[Task objective]
Your task is to repeat the data exactly, every line of it.

(Information supplied)

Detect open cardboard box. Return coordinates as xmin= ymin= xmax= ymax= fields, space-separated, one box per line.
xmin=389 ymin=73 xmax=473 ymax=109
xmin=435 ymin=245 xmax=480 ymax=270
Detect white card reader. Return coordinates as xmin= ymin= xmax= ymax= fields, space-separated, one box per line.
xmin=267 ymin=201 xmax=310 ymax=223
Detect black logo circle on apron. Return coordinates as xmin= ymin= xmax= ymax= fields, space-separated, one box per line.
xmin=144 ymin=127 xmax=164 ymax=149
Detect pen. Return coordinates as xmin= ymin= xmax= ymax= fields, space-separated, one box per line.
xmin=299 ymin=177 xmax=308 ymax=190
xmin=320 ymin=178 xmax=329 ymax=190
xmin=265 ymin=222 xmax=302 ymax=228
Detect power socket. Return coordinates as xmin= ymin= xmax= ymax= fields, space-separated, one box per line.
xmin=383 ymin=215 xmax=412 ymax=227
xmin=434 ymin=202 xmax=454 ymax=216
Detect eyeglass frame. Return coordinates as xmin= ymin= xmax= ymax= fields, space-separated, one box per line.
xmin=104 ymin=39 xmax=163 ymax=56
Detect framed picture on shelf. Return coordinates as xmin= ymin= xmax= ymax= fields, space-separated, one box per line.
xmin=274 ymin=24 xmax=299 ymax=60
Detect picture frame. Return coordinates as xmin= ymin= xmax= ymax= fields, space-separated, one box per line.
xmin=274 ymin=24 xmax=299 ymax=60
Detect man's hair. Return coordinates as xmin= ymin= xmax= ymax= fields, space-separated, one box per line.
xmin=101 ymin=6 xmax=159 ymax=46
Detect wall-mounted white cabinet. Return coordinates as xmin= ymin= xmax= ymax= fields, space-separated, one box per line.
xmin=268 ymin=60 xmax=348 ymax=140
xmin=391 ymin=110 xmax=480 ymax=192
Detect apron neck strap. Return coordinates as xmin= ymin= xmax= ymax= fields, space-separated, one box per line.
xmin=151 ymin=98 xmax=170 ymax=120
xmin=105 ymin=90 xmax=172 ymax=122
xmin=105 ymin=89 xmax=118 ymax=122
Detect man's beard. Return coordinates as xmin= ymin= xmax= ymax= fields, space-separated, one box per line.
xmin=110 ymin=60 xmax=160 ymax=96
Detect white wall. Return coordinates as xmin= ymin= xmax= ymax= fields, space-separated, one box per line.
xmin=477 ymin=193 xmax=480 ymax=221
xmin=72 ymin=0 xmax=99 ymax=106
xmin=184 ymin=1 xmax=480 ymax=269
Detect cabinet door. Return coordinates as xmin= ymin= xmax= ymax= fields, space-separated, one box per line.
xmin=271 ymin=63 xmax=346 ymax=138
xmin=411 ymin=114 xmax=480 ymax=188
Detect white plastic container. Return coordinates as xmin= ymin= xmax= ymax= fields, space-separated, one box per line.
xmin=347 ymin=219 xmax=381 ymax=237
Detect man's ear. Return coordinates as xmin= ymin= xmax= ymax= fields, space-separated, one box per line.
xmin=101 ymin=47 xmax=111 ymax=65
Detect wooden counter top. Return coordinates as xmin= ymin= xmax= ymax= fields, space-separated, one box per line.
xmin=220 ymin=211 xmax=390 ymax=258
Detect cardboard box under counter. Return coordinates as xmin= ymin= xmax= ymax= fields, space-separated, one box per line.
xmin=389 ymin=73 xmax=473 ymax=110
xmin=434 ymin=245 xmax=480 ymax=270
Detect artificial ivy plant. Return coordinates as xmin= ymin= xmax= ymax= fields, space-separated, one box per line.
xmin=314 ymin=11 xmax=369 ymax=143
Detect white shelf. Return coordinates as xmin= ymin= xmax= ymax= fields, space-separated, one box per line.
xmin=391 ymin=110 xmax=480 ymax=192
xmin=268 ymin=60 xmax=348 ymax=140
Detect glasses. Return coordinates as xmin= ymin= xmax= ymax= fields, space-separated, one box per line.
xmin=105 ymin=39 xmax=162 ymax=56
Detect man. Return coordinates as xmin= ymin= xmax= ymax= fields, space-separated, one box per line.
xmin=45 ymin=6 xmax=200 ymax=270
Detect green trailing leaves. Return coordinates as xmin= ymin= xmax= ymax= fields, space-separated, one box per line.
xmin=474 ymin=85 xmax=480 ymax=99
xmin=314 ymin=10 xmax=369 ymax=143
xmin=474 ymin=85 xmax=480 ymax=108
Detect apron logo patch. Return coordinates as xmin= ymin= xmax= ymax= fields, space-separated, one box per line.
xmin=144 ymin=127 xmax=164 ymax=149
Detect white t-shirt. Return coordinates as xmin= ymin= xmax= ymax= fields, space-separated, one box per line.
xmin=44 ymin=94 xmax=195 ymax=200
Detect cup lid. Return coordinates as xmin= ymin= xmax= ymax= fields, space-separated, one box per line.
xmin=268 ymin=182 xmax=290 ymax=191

(End Information supplied)

[Answer space]
Detect open cardboard box. Return coordinates as xmin= ymin= xmax= ymax= fields, space-separated, one box per line.
xmin=389 ymin=73 xmax=473 ymax=109
xmin=435 ymin=245 xmax=480 ymax=270
Detect white card reader. Return coordinates as xmin= ymin= xmax= ymax= fields, space-separated, one box per line.
xmin=267 ymin=201 xmax=310 ymax=223
Detect black logo circle on apron. Return coordinates as xmin= ymin= xmax= ymax= fields, space-separated, one box per line.
xmin=144 ymin=127 xmax=164 ymax=149
Detect pen. Return coordinates as xmin= ymin= xmax= ymax= fields, space-separated, one box per line.
xmin=299 ymin=177 xmax=308 ymax=190
xmin=320 ymin=178 xmax=329 ymax=190
xmin=265 ymin=222 xmax=302 ymax=228
Detect power socket. Return coordinates as xmin= ymin= xmax= ymax= fields, space-separated, one box per line.
xmin=383 ymin=215 xmax=412 ymax=227
xmin=434 ymin=202 xmax=454 ymax=216
Detect eyeglass frame. Return coordinates as xmin= ymin= xmax= ymax= fields, space-separated, one box per line.
xmin=104 ymin=39 xmax=163 ymax=56
Detect framed picture on shelf. Return coordinates as xmin= ymin= xmax= ymax= fields, space-separated, one box per line.
xmin=274 ymin=24 xmax=299 ymax=60
Detect picture frame. Return coordinates as xmin= ymin= xmax= ymax= fields, space-separated, one box per line.
xmin=274 ymin=24 xmax=299 ymax=60
Detect man's hair. Return coordinates as xmin= ymin= xmax= ymax= fields, space-separated, one box per line.
xmin=101 ymin=6 xmax=159 ymax=46
Detect wall-mounted white cabinet. Return coordinates as xmin= ymin= xmax= ymax= fields, space-separated, one box per line.
xmin=268 ymin=60 xmax=348 ymax=140
xmin=391 ymin=110 xmax=480 ymax=192
Detect apron neck strap. Return coordinates as xmin= ymin= xmax= ymax= fields, space-separated, one box per line.
xmin=151 ymin=98 xmax=170 ymax=120
xmin=105 ymin=90 xmax=172 ymax=122
xmin=105 ymin=89 xmax=118 ymax=122
Detect man's beard. Return coordinates as xmin= ymin= xmax= ymax= fields, space-separated, one box per line.
xmin=110 ymin=60 xmax=160 ymax=96
Detect white wall. Return coordinates as xmin= ymin= xmax= ymax= fields, space-separated, one box per line.
xmin=477 ymin=193 xmax=480 ymax=221
xmin=72 ymin=0 xmax=99 ymax=106
xmin=184 ymin=1 xmax=480 ymax=269
Detect cabinet door. Return coordinates as xmin= ymin= xmax= ymax= fields, space-separated, one box per line.
xmin=271 ymin=63 xmax=346 ymax=138
xmin=411 ymin=114 xmax=480 ymax=188
Detect white plastic container. Return coordinates as xmin= ymin= xmax= ymax= fields, space-separated, one box per line.
xmin=347 ymin=219 xmax=381 ymax=237
Detect man's ear. Return coordinates as xmin= ymin= xmax= ymax= fields, space-separated, one box per line.
xmin=101 ymin=47 xmax=111 ymax=65
Detect wooden counter top. Return coordinates as xmin= ymin= xmax= ymax= fields, space-separated, one box per line.
xmin=220 ymin=211 xmax=390 ymax=258
Detect cardboard box under counter. Return coordinates as xmin= ymin= xmax= ymax= fields, space-separated, one box per line.
xmin=389 ymin=73 xmax=473 ymax=110
xmin=434 ymin=245 xmax=480 ymax=270
Detect artificial ivy plant. Return coordinates as xmin= ymin= xmax= ymax= fields, space-separated, one box per line.
xmin=314 ymin=11 xmax=369 ymax=143
Detect white shelf. Return coordinates as xmin= ymin= xmax= ymax= fields, space-separated, one box per line.
xmin=391 ymin=110 xmax=480 ymax=192
xmin=268 ymin=60 xmax=348 ymax=140
Detect glasses. Return coordinates as xmin= ymin= xmax= ymax= fields, space-separated, one box per line.
xmin=105 ymin=39 xmax=162 ymax=56
Detect man. Return coordinates as xmin= ymin= xmax= ymax= fields, space-separated, one box per line.
xmin=45 ymin=6 xmax=200 ymax=270
Detect green trailing leaves. Return coordinates as xmin= ymin= xmax= ymax= fields, space-separated, one box per line.
xmin=474 ymin=85 xmax=480 ymax=99
xmin=314 ymin=10 xmax=369 ymax=143
xmin=474 ymin=85 xmax=480 ymax=108
Detect apron logo patch. Return coordinates as xmin= ymin= xmax= ymax= fields, space-separated, one box per line.
xmin=144 ymin=127 xmax=164 ymax=149
Detect white t-shirt. Return coordinates as xmin= ymin= xmax= ymax= fields, space-separated, one box per line.
xmin=44 ymin=94 xmax=195 ymax=200
Detect cup lid. Return coordinates as xmin= ymin= xmax= ymax= fields, space-separated, one box per line.
xmin=268 ymin=182 xmax=290 ymax=191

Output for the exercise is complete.